## BEGIN DOCUMENT SEGMENT
Cavitation can produce dramatic effects. Pages 5 and 6 here talk about a famous failure at Tarbela Dam in 1974.
http://www.engr.colostate.edu/~pierre/ce_old/classes/CIVE%20401/Team%20reports/5%20-%20Cavitation%20-%20Fritz%20Glover%20Griswold.pdf
Talk of rebar prompts my favourite picture of it and a picture of its engineering genius Ove Arup on the finished Regents Park Zoo Penguin Pool ramps in 1934 (when engineers dressed properly, wore hats and smoked pipes).
https://www.vam.ac.uk/articles/engineering-the-penguin-pool-at-london-zoo

Windsong
Reply to  Nigel S
February 11, 2017 9:37 am

Considering those ramps were only supporting their own weight (and a few penguins) that is some serious rebar work! I imagine Ove Arup would be appalled if he could watch the videos at the beginning of this post.

Nigel S
Reply to  Windsong
February 12, 2017 2:22 am

Well the ramps are only 3″ to 6″ thick and not propped so its a pretty impressive bit of work without the help of computers and with the lower concrete and reinforcement strengths back then. The Giraffe House is another favourite at The Zoo. The first picture in the link below shows the ramps well, the Giraffe House is the third picture.
http://londonist.com/2015/07/listed-buildings-and-architecture-at-london-zoo

RAH
February 11, 2017 9:15 am

Emergency spill way constructed in the 60’s and never used before will, after a few days of prep, have to be relied upon for days if not much longer? Is that what the situation is right now?

Howard Barlow
February 11, 2017 9:28 am

Water begins to flow over Oroville Dam’s emergency spillway for the first time in history
http://fox40.com/2017/02/11/water-begins-to-flow-over-lake-oroville-dams-emergency-spillway-for-first-time-in-history/

u.k.(us)
February 11, 2017 9:28 am

It is the relentlessness, there is no way to stop it.
Now it is gravity stored hydro vs the underlying geologic structures.
Gravity will win eventually, it’s just a matter of how much scouring will occur.
## END DOCUMENT SEGMENT
## BEGIN RAW RECORDS
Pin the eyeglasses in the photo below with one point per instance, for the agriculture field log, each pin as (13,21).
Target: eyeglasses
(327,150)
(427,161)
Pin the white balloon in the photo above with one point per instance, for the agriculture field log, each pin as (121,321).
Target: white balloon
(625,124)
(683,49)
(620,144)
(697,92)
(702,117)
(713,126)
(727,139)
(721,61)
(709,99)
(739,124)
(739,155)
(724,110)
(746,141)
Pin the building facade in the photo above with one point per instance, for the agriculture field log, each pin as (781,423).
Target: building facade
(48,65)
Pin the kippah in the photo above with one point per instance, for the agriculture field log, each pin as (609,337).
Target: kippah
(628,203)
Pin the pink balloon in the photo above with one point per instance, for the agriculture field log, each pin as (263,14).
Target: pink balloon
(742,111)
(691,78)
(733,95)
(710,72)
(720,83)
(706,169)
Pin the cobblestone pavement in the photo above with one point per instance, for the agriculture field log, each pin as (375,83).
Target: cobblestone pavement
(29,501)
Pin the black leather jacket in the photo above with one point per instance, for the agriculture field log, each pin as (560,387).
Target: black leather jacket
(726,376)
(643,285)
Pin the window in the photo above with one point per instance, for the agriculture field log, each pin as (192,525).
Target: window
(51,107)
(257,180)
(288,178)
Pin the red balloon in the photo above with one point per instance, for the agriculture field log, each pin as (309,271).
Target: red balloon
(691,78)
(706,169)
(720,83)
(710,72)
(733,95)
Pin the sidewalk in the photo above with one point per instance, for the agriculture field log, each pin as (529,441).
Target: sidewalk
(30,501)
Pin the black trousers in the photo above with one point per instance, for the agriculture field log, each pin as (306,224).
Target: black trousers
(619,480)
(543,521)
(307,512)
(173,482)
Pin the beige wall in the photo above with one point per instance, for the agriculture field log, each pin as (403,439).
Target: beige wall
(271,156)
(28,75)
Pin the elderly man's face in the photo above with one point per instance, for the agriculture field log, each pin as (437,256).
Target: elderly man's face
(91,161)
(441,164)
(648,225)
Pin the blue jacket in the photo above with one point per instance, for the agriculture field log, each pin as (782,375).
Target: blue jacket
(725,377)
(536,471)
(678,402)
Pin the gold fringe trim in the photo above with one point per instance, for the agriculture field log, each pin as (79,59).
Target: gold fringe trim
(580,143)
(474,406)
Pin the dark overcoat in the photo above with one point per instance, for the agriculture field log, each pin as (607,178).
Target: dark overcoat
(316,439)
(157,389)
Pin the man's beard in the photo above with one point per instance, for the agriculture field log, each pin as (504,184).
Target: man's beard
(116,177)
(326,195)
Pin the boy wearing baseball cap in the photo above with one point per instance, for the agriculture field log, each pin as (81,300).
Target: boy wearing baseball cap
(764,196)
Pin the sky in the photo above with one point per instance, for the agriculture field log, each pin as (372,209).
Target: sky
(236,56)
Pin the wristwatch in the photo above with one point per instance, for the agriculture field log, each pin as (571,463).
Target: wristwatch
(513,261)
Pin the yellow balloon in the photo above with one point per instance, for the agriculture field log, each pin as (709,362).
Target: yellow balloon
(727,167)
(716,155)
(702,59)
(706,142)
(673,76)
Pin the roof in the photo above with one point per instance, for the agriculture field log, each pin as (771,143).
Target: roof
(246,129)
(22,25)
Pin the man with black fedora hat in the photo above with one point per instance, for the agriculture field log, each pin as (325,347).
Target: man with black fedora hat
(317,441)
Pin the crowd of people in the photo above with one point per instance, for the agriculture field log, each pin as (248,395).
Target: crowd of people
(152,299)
## END RAW RECORDS
SET EXERCISE 1: Duplicate the part of the comment thread that opens with the words containing "Considering those ramps" and closes with "is right now?".
SET EXERCISE 2:
Answer these questions from the comment thread:
(a) In what year did the failure at Tarbela Dam take place?
(b) How thick are the Penguin Pool ramps said to be?
(c) Which picture at the londonist link shows the Giraffe House?
SET EXERCISE 3: List every commenter name that appears in the comment thread.
The records were drawn from a separate source.

RESULT 1:
Considering those ramps were only supporting their own weight (and a few penguins) that is some serious rebar work! I imagine Ove Arup would be appalled if he could watch the videos at the beginning of this post.

Nigel S
Reply to  Windsong
February 12, 2017 2:22 am

Well the ramps are only 3″ to 6″ thick and not propped so its a pretty impressive bit of work without the help of computers and with the lower concrete and reinforcement strengths back then. The Giraffe House is another favourite at The Zoo. The first picture in the link below shows the ramps well, the Giraffe House is the third picture.
http://londonist.com/2015/07/listed-buildings-and-architecture-at-london-zoo

RAH
February 11, 2017 9:15 am

Emergency spill way constructed in the 60’s and never used before will, after a few days of prep, have to be relied upon for days if not much longer? Is that what the situation is right now?

RESULT 2:
(a) 1974
(b) 3″ to 6″
(c) The third picture

RESULT 3:
Windsong
Nigel S
RAH
Howard Barlow
u.k.(us)